--- Begin TASK DATA ---

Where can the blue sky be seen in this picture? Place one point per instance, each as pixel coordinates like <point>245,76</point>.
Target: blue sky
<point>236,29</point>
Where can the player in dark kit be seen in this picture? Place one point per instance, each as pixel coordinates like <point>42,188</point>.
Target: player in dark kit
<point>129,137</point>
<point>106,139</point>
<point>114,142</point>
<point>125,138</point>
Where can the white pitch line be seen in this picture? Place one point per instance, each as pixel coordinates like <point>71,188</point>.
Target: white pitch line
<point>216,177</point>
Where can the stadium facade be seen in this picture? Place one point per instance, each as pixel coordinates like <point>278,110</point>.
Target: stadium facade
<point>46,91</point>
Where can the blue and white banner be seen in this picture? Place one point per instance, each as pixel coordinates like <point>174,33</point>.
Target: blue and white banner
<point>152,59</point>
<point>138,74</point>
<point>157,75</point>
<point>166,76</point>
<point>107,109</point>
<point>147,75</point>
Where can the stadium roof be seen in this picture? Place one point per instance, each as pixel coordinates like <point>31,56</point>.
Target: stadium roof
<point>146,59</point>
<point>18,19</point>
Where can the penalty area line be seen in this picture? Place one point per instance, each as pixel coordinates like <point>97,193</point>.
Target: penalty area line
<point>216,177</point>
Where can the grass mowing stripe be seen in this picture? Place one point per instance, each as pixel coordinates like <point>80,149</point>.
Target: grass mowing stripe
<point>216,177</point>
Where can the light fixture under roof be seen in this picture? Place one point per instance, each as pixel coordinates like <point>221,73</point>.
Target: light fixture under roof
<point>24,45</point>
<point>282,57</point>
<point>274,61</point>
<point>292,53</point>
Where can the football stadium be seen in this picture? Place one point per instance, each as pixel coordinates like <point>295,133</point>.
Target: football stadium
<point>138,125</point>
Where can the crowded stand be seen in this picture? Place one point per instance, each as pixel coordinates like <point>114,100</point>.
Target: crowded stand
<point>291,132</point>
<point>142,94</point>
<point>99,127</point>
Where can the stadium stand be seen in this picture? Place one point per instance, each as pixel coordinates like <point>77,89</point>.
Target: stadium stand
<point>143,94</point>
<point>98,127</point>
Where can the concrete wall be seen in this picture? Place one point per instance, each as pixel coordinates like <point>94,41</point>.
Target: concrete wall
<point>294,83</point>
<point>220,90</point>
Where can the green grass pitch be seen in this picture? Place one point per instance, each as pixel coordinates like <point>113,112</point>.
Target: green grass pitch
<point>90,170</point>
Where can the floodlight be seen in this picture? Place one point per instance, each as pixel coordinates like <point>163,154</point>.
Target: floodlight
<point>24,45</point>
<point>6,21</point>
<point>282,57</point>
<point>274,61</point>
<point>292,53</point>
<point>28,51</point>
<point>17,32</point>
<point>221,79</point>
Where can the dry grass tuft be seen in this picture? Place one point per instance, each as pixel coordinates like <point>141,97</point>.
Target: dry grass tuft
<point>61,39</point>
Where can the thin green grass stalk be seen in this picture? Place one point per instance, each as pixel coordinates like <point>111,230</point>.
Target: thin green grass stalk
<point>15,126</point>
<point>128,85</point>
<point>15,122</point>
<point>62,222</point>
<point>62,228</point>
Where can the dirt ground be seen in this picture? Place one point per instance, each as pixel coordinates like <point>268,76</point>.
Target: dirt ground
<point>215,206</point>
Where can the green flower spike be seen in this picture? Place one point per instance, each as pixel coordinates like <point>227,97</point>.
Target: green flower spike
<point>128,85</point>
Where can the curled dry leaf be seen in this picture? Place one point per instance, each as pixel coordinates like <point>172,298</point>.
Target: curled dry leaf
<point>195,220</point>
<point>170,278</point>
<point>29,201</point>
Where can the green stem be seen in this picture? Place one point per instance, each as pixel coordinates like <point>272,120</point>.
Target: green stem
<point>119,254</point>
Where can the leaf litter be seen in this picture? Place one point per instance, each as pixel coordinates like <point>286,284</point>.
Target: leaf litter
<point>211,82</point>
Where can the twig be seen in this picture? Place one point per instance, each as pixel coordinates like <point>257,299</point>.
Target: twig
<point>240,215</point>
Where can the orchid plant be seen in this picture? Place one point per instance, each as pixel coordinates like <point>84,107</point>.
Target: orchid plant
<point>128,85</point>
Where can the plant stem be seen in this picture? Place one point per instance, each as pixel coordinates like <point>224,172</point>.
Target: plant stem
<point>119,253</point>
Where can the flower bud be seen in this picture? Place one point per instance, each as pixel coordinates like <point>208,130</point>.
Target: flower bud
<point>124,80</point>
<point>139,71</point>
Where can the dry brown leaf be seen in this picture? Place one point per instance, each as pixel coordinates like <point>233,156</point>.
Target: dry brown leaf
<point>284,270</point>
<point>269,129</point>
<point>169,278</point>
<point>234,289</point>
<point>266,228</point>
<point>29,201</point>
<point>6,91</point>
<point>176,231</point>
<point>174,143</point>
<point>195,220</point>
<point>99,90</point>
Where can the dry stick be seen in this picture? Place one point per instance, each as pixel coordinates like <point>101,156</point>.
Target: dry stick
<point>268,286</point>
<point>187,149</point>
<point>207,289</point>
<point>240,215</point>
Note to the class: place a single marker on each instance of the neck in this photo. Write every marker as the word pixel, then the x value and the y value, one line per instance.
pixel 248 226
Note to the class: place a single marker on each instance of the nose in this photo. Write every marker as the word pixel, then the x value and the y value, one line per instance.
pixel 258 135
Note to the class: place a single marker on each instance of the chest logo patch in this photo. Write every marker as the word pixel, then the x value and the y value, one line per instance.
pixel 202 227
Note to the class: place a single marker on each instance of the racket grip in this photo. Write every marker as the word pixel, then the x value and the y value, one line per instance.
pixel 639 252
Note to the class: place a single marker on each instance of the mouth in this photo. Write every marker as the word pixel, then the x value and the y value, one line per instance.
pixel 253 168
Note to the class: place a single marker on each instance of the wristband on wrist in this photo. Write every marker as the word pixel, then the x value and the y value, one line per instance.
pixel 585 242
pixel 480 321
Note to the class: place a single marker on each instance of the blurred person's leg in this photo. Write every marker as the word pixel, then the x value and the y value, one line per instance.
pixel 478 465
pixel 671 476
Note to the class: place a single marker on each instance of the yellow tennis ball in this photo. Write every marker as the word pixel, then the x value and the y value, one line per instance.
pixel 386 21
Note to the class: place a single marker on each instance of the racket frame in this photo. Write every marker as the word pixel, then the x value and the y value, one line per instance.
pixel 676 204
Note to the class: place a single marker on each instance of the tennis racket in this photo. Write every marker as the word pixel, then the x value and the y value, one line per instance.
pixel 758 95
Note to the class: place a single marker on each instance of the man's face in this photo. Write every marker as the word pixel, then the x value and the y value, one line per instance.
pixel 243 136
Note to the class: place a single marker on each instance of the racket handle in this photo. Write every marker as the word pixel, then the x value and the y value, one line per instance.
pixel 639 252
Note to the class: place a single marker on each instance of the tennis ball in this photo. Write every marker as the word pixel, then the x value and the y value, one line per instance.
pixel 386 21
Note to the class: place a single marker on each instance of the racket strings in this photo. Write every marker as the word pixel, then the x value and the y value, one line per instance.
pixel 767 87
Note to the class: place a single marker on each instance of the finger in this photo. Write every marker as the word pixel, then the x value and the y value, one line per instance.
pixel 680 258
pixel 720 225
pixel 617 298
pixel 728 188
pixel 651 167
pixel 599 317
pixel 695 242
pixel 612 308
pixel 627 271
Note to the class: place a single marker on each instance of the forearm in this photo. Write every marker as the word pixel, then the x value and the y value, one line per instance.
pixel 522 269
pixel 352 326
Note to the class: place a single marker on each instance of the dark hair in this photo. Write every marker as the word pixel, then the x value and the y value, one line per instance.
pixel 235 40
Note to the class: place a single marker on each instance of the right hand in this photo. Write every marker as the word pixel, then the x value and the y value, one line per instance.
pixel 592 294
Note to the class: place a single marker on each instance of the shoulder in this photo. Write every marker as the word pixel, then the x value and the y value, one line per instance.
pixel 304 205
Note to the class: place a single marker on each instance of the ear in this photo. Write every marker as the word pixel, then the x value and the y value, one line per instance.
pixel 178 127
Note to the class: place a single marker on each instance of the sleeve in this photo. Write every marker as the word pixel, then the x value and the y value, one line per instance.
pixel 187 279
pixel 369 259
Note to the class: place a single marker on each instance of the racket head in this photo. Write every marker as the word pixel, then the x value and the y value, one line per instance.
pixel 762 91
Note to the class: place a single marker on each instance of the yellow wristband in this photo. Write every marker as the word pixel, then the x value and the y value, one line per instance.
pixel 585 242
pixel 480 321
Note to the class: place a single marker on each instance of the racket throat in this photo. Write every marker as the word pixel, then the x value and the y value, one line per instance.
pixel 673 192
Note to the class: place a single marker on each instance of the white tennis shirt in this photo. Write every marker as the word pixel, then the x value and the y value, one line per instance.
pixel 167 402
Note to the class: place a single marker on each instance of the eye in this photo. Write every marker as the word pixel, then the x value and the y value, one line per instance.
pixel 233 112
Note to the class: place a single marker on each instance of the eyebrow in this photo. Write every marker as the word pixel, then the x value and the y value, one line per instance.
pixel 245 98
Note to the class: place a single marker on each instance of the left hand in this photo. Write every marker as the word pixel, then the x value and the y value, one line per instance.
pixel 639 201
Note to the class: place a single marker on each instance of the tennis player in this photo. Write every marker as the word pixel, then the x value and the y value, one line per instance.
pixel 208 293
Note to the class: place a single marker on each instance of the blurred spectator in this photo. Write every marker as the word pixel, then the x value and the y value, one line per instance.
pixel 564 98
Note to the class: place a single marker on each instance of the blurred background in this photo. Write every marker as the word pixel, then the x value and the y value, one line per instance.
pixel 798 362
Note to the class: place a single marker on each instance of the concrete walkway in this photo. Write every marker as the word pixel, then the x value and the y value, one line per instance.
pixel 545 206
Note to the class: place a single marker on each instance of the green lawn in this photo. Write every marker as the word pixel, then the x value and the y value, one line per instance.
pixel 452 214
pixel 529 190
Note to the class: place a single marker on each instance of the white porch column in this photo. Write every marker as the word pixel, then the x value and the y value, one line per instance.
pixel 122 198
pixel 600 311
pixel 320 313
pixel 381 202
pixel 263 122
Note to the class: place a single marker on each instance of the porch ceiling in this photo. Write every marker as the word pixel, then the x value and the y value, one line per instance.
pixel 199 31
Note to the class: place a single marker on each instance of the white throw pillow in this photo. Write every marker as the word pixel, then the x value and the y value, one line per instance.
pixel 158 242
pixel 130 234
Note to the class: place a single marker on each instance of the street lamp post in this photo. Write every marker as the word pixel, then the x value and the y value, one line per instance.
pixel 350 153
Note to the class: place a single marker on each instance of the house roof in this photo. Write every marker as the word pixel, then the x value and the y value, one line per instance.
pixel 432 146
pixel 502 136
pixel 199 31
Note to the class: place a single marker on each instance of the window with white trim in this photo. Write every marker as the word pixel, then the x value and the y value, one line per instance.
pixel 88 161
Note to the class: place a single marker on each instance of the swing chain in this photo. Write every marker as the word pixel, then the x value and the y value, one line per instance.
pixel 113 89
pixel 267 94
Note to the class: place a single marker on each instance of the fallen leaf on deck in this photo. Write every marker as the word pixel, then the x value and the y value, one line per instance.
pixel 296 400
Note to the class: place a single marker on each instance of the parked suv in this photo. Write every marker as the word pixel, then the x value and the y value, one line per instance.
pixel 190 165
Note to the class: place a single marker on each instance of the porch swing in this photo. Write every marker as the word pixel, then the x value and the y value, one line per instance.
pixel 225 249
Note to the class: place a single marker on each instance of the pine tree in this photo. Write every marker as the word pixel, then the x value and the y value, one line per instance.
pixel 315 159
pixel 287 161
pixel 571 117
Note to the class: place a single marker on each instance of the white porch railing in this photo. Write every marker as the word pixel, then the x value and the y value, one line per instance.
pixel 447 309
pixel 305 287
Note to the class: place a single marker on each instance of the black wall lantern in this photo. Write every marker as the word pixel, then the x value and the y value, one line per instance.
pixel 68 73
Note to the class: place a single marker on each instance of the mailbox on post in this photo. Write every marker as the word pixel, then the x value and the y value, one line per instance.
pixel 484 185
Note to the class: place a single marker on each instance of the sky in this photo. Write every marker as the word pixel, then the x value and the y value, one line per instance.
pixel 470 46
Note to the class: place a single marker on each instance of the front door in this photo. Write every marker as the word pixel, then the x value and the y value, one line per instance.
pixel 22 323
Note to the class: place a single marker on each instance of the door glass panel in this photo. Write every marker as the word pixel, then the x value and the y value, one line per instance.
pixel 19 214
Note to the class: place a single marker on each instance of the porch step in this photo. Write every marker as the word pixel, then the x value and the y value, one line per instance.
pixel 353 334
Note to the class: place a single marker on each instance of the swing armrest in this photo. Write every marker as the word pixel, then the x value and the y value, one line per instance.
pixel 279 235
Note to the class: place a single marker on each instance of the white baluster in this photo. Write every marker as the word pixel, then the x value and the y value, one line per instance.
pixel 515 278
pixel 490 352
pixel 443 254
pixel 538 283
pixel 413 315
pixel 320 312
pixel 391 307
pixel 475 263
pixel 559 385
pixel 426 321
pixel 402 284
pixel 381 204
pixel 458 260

--- End TASK DATA ---

THE EXERCISE: Output only the lines from the one holding "of the pine" through the last line above, exactly as they appear.

SOLUTION TO THE EXERCISE:
Note to the class: place a single marker on each instance of the pine tree in this photo. Write every marker as the word pixel, then the x value and the y value, one line per instance.
pixel 315 159
pixel 287 161
pixel 571 117
Note to the class: place a single marker on each instance of the white porch railing in this photo. Write every marker as the word pixel, then the x value and the y value, one line per instance.
pixel 447 309
pixel 305 287
Note to the class: place a single marker on each instance of the black wall lantern in this photo. Write every marker as the word pixel, then the x value and the y value, one line per instance.
pixel 68 73
Note to the class: place a single marker on each instance of the mailbox on post in this photo. Write every marker as the word pixel, then the x value and the y value, one line per instance.
pixel 484 185
Note to the class: place a single marker on each instance of the sky in this photo. Write every marker as the word pixel, then the x value and the y value, one line per instance.
pixel 470 46
Note to the class: place a single marker on each instance of the front door in this photo. Write every marker as the word pixel, then the x value and the y value, one line per instance.
pixel 22 323
Note to the class: place a single marker on each instance of the door glass panel in this photo. Write every marker as the word pixel, then the x value and the y value, one line per instance.
pixel 19 214
Note to the class: place a single marker on each instance of the porch step in this photo. Write every marker as the word pixel, then the x value and the y value, one line per instance.
pixel 353 334
Note to the class: place a single marker on each instance of the swing armrest in this photo. Write every marker as the word pixel, then the x value and the y value, one line per instance.
pixel 279 235
Note to the class: place a single marker on each instance of the white baluster in this photo. Write every marker as the word pixel, then the x value and the y value, one line per instance.
pixel 515 278
pixel 490 352
pixel 443 254
pixel 538 283
pixel 413 315
pixel 320 312
pixel 391 307
pixel 475 263
pixel 559 385
pixel 426 321
pixel 402 284
pixel 381 204
pixel 458 260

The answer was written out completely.